= Work item =
Below are the entries; transcribe them exactly and drop every picture.
###
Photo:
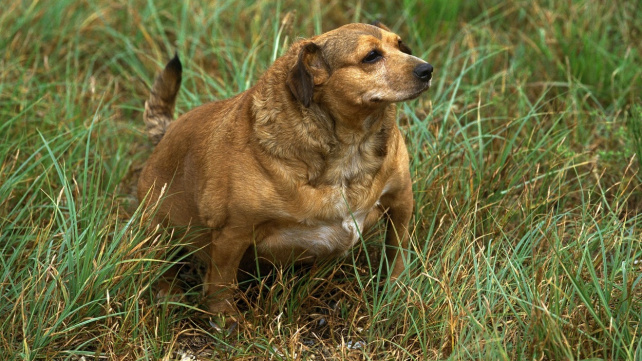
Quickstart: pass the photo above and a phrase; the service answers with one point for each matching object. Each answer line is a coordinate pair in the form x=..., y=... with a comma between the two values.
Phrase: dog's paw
x=224, y=324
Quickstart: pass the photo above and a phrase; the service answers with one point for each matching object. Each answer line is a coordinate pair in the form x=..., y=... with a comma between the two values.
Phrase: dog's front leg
x=398, y=205
x=225, y=253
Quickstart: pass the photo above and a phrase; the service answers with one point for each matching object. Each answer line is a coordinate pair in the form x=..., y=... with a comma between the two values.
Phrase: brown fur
x=294, y=168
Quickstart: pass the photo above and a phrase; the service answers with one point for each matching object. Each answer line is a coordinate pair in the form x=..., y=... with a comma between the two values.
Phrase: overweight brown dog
x=294, y=168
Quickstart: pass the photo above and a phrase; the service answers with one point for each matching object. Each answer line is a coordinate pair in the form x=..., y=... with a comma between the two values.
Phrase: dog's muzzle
x=423, y=72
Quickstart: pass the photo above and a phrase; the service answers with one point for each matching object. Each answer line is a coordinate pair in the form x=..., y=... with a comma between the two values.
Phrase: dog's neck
x=332, y=150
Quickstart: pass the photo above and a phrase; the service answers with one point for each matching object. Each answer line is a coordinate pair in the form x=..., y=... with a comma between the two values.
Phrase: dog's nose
x=423, y=71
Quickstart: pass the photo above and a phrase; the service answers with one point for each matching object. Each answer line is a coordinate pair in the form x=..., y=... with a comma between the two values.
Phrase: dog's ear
x=309, y=70
x=402, y=47
x=380, y=25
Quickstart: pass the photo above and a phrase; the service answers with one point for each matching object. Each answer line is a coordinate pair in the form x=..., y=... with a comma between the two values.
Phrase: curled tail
###
= Exercise solution =
Photo:
Quickstart: pass the photo above and a phrase; the service answers with one point for each matching object. Each answer line is a coordinate pair in the form x=..., y=... with a comma between the two values.
Phrase: dog's paw
x=224, y=324
Quickstart: pass the photo above and a phrase; the service answers with one point for each matching object. Each answer line is a coordinate pair in the form x=..., y=... with a comma between the two values.
Phrase: dog's front leg
x=398, y=205
x=225, y=253
Quickstart: pass the photo above and a phrase; the service answers with one point for each matching object. Each answer line is a coordinate pair in the form x=..., y=... with a comma between the two values.
Phrase: brown fur
x=294, y=168
Quickstart: pass the photo above and a phrase; the service answers with one point for each matching object. Each answer line is a coordinate pair in the form x=..., y=... with a comma between the two values.
Phrase: overweight brown dog
x=294, y=168
Quickstart: pass the photo above and a phrase; the service answers with one point for each matching object. Each answer line is a coordinate pair in the form x=..., y=... with a comma between the two values.
Phrase: dog's muzzle
x=423, y=72
Quickstart: pass the photo above and a phrase; the service answers with one point for each matching object. Each answer line is a coordinate pair in the form x=..., y=... with a comma between the two values.
Phrase: dog's neck
x=332, y=150
Quickstart: pass the photo above and a phrase; the service answers with one point for each matching object. Each answer line is a coordinate pair in the form x=..., y=... with a comma between the two values.
Phrase: dog's nose
x=423, y=71
Quickstart: pass the photo above and a phrase; the service answers with one point for each matching object. Each answer line is a coordinate pair in the form x=..., y=... with a comma between the two values.
Phrase: dog's ear
x=309, y=70
x=402, y=47
x=380, y=25
Quickstart: pass the photo above and a phrase; the service answers with one point for each matching object. Each answer line is a coordinate pair in the form x=..., y=... with a comma between the two values.
Phrase: curled tail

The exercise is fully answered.